= Texto dado =
-.-.-

Mabel Santana, la histórica docente del Perito Moreno que hoy disfruta sus mañanas en un café donde se reencuentra con el pasado
“La docencia para mí fue lo mejor de mi vida”, dice Mabel. Son casi las 11 y recién llega a un café de San Martín al 200. Se sienta, pide algo para desayunar y disfruta la mañana, sabe que algún ex alumno o un conocido se acercará a su mesa, aquel pequeño espacio al que va desde hace 7 años, todos los días. Mabel dejó una huella en varias generaciones que aún recuerdan su paso por el Colegio Perito Moreno y la Escuela Soldado Almonacid, lugares donde ejerció ese oficio que se convirtió en su identidad.
“Esta es mi mesa”, dice Mabel en cuanto empieza la charla. Está contenta, entusiasmada, recién se fueron dos amigos con los que siempre desayuna y ahora se presta a contar parte de su historia. Dice que hace 7 años comenzó a ir a Bonafide, poco tiempo después que se mudó al Centro de Comodoro. Durante un tiempo desayunó sola frente a la ventana y con la compañía de quienes atienden el lugar, pero hace cinco años, todo cambió.
“Estuve sola durante muchos años y de pronto comenzaron a acercarse alumnos para saludarme”, cuenta a ADNSUR. “Son alumnos que son médicos, abogados, se empezaron a acercar y se convirtió en una rutina. A mí me gusta mucho, por supuesto, porque aprendo una barbaridad. Por eso las mañanas para mí son sagradas, no sabés cómo me alimentan aún a esta edad”, dice con alegría.
Coqueta y risueña, Mabel Santana prefiere no decir la edad, a pesar que el paso del tiempo la ha conservado con una vitalidad envidiable. Previo a mi llegada, charlaba con dos amigos con los que siempre desayuna, el cardiólogo Gurevich y un hombre que se dedica a la Informática.

-.-.-

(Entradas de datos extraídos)
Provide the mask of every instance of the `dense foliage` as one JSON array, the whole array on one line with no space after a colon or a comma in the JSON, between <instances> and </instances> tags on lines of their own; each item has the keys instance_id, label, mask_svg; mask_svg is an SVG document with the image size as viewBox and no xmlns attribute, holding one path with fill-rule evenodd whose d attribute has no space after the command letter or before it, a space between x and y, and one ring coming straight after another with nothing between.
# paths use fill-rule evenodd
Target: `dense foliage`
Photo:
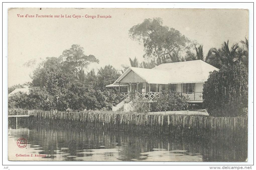
<instances>
[{"instance_id":1,"label":"dense foliage","mask_svg":"<svg viewBox=\"0 0 256 170\"><path fill-rule=\"evenodd\" d=\"M180 93L170 90L162 91L154 98L156 102L152 104L151 111L184 110L187 108L188 103Z\"/></svg>"},{"instance_id":2,"label":"dense foliage","mask_svg":"<svg viewBox=\"0 0 256 170\"><path fill-rule=\"evenodd\" d=\"M145 58L156 58L159 64L166 63L167 54L175 50L187 47L188 39L179 31L163 26L160 18L144 20L129 30L131 39L142 42Z\"/></svg>"},{"instance_id":3,"label":"dense foliage","mask_svg":"<svg viewBox=\"0 0 256 170\"><path fill-rule=\"evenodd\" d=\"M204 103L209 114L234 117L246 113L248 70L242 64L226 66L211 73L204 85Z\"/></svg>"},{"instance_id":4,"label":"dense foliage","mask_svg":"<svg viewBox=\"0 0 256 170\"><path fill-rule=\"evenodd\" d=\"M97 75L94 70L86 74L84 69L99 60L84 53L80 46L73 45L60 57L47 58L34 72L29 94L19 92L10 96L9 107L81 111L111 109L119 103L118 89L105 87L120 76L118 70L109 65Z\"/></svg>"}]
</instances>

-.-.-

= Instrucciones =
a) Indique si cada afirmación coincide con el texto sobre Mabel Santana: (i) Mabel va al café todos los días desde hace 7 años; (ii) Mabel revela su edad durante la charla; (iii) Mabel fue docente en el Colegio Perito Moreno. Responda sí o no a cada una y cite las palabras exactas del texto que lo deciden.
b) Convierta en una lista breve el párrafo del texto sobre Mabel Santana que comienza con “Esta es mi mesa”, conservando sus datos principales.

= Respuestas =
a)
(i) Sí: “aquel pequeño espacio al que va desde hace 7 años, todos los días”.
(ii) No: “Mabel Santana prefiere no decir la edad”.
(iii) Sí: “aún recuerdan su paso por el Colegio Perito Moreno y la Escuela Soldado Almonacid, lugares donde ejerció ese oficio”.

b)
- Al empezar la charla, Mabel señala que esa es su mesa.
- Está contenta y entusiasmada, y acaban de irse dos amigos con los que siempre desayuna.
- Comenzó a ir a Bonafide hace 7 años, poco después de mudarse al Centro de Comodoro.
- Durante un tiempo desayunó sola frente a la ventana, acompañada por quienes atienden el lugar.
- Hace cinco años todo cambió.